Reproduce, character for character, everything from the line containing "pixel 96 107." down to the line containing "pixel 75 360", including both of those lines.

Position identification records
· · ·
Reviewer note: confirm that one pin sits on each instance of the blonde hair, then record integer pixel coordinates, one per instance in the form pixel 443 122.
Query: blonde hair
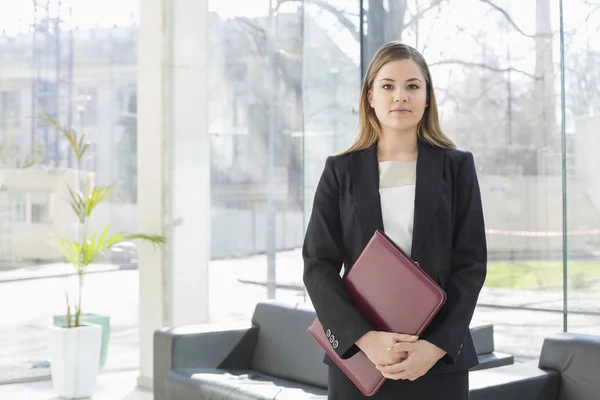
pixel 369 131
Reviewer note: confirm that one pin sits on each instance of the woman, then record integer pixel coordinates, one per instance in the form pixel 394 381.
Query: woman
pixel 404 176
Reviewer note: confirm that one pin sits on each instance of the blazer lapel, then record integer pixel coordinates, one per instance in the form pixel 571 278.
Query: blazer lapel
pixel 365 188
pixel 430 164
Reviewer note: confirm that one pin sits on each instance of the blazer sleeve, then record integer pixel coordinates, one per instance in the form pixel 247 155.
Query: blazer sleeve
pixel 323 256
pixel 469 260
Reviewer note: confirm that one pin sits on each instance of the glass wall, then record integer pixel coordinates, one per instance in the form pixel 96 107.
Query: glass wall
pixel 255 123
pixel 77 61
pixel 284 84
pixel 582 110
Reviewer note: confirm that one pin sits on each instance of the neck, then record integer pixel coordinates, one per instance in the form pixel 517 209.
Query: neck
pixel 397 147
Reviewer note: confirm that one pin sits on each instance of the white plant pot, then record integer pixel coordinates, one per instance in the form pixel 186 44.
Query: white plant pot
pixel 75 360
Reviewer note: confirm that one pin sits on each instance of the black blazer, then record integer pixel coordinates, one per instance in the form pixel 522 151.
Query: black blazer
pixel 448 243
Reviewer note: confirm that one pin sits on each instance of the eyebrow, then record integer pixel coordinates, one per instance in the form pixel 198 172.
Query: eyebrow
pixel 408 80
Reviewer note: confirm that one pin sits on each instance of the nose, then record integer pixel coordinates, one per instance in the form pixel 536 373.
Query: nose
pixel 401 95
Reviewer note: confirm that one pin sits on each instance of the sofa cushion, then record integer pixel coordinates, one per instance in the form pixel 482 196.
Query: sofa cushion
· · ·
◆ **Exercise solution**:
Reviewer note: confirm that one pin sits on each instance of the glass wall, then record integer pixel coordinates, one per instance in the form pixel 96 107.
Query: glass wall
pixel 255 123
pixel 77 61
pixel 284 84
pixel 582 110
Reviewer note: confirm that one pin sits on each instance of the neck, then record integer pixel coordinates, one per instance in the form pixel 517 209.
Query: neck
pixel 397 147
Reviewer note: confirm that one pin sits on each instance of the white plant pot, then record integer pixel coordinates, one per instance in the form pixel 186 44.
Query: white plant pot
pixel 75 360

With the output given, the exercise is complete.